**TASK DIRECTIONS:**
Repeat each line of the material below exactly.

++++++

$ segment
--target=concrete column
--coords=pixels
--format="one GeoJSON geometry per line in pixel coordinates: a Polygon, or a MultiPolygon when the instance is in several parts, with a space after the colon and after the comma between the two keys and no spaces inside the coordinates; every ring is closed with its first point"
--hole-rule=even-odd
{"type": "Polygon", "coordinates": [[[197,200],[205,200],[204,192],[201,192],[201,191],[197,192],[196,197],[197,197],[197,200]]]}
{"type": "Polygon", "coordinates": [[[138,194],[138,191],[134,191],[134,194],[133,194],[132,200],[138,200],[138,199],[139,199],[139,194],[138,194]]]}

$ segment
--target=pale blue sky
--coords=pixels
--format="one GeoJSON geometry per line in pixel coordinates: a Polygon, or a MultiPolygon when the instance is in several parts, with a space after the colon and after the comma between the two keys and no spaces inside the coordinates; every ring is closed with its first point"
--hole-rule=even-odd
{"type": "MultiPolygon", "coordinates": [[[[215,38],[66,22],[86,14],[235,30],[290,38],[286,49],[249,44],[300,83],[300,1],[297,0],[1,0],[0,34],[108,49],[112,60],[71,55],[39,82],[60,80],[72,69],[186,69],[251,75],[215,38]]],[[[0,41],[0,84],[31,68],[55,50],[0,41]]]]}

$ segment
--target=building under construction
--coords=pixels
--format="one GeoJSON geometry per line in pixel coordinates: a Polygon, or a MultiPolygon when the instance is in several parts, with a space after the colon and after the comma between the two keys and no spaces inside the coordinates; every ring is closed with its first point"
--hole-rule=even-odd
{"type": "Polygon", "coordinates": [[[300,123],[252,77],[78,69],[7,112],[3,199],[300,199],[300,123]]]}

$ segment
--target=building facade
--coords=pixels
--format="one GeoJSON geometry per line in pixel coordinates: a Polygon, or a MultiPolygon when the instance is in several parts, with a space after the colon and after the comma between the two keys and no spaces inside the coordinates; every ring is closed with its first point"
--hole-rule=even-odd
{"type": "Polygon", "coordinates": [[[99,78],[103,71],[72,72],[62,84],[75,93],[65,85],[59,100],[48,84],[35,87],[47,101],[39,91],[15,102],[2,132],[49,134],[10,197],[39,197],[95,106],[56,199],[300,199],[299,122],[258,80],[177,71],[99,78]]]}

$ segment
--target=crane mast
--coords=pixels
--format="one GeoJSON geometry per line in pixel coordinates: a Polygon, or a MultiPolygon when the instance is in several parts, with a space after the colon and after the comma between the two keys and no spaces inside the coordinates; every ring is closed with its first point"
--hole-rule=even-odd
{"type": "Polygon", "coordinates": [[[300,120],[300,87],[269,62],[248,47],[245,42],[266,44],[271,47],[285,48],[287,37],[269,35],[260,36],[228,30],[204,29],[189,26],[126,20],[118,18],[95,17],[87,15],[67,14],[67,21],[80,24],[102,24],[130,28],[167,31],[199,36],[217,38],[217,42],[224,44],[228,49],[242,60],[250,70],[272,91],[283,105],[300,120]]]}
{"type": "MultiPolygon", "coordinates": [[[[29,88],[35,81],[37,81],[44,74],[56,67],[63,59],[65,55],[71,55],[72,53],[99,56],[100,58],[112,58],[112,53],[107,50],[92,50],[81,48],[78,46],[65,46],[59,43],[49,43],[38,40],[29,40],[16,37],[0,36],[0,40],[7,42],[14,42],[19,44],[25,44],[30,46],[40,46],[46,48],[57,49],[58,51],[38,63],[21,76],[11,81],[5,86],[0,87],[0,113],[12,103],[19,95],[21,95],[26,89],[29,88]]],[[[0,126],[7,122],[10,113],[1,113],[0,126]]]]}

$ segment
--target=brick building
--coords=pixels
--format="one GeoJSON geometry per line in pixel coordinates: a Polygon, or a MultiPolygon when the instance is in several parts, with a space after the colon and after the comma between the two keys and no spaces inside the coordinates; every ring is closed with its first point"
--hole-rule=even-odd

++++++

**ANSWER TO THE PROBLEM:**
$ segment
--target=concrete column
--coords=pixels
--format="one GeoJSON geometry per line in pixel coordinates: a Polygon, or a MultiPolygon when the instance is in several parts, with a space after the colon and after the comma between the two keys and no spaces inside the coordinates; every ring is closed with its first point"
--hole-rule=even-odd
{"type": "Polygon", "coordinates": [[[197,200],[205,200],[204,192],[201,192],[201,191],[197,192],[196,197],[197,197],[197,200]]]}
{"type": "Polygon", "coordinates": [[[138,194],[138,191],[134,191],[134,194],[133,194],[132,200],[138,200],[138,199],[139,199],[139,194],[138,194]]]}

$ segment
--target=pale blue sky
--coords=pixels
--format="one GeoJSON geometry per line in pixel coordinates: a Polygon, or a MultiPolygon when the instance is in several parts, with a space after the colon and after the comma between the two keys and no spaces inside the coordinates; every ring is closed with its first point"
--hole-rule=even-odd
{"type": "MultiPolygon", "coordinates": [[[[215,38],[66,22],[86,14],[235,30],[290,38],[286,49],[249,44],[300,83],[300,1],[297,0],[1,0],[0,34],[108,49],[112,60],[71,55],[39,82],[60,80],[72,69],[186,69],[251,75],[215,38]]],[[[0,41],[0,84],[31,68],[55,50],[0,41]]]]}

$ segment
--target=building under construction
--coords=pixels
--format="one GeoJSON geometry per line in pixel coordinates: a Polygon, or a MultiPolygon when the instance is in several parts, with a space after the colon and after the comma between the two keys and no spaces inside the coordinates; every ring is closed with its first point"
--hole-rule=even-odd
{"type": "Polygon", "coordinates": [[[300,123],[252,77],[78,69],[7,112],[3,199],[300,199],[300,123]]]}

$ segment
--target=building facade
--coords=pixels
--format="one GeoJSON geometry per line in pixel coordinates: a Polygon, or a MultiPolygon when the instance is in several parts, with a space after the colon and after the comma between the two keys and no spaces inside the coordinates; every ring is closed with its first point"
--hole-rule=even-odd
{"type": "Polygon", "coordinates": [[[99,78],[103,71],[72,72],[62,84],[75,93],[65,85],[59,100],[48,84],[35,87],[47,101],[39,91],[15,102],[2,132],[49,134],[10,197],[39,197],[95,106],[56,199],[300,199],[299,122],[258,80],[177,71],[99,78]]]}

$ segment
--target=crane mast
--coords=pixels
--format="one GeoJSON geometry per line in pixel coordinates: a Polygon, or a MultiPolygon when the instance is in several parts, with a space after the colon and after the comma between the two keys and no spaces inside the coordinates; every ring is closed with its first point"
--hole-rule=even-odd
{"type": "Polygon", "coordinates": [[[300,120],[300,87],[269,62],[248,47],[245,42],[266,44],[271,47],[285,48],[287,37],[269,35],[260,36],[228,30],[204,29],[189,26],[126,20],[118,18],[95,17],[87,15],[67,14],[67,21],[80,24],[102,24],[130,28],[167,31],[199,36],[217,38],[217,42],[224,44],[228,49],[242,60],[250,70],[272,91],[283,105],[300,120]]]}
{"type": "MultiPolygon", "coordinates": [[[[29,88],[35,81],[37,81],[44,74],[56,67],[63,59],[65,55],[71,55],[72,53],[99,56],[100,58],[112,58],[112,53],[107,50],[92,50],[81,48],[78,46],[65,46],[59,43],[49,43],[38,40],[29,40],[16,37],[0,36],[0,40],[7,42],[14,42],[19,44],[25,44],[30,46],[40,46],[46,48],[57,49],[58,51],[38,63],[21,76],[11,81],[5,86],[0,87],[0,113],[12,103],[19,95],[21,95],[26,89],[29,88]]],[[[0,126],[7,122],[10,113],[1,113],[0,126]]]]}

$ segment
--target=brick building
--coords=pixels
--format="one GeoJSON geometry per line in pixel coordinates: a Polygon, or a MultiPolygon when the instance is in several parts, with a space after the colon and after the comma between the two keys and no spaces inside the coordinates; every ring is closed with its first point"
--hole-rule=even-odd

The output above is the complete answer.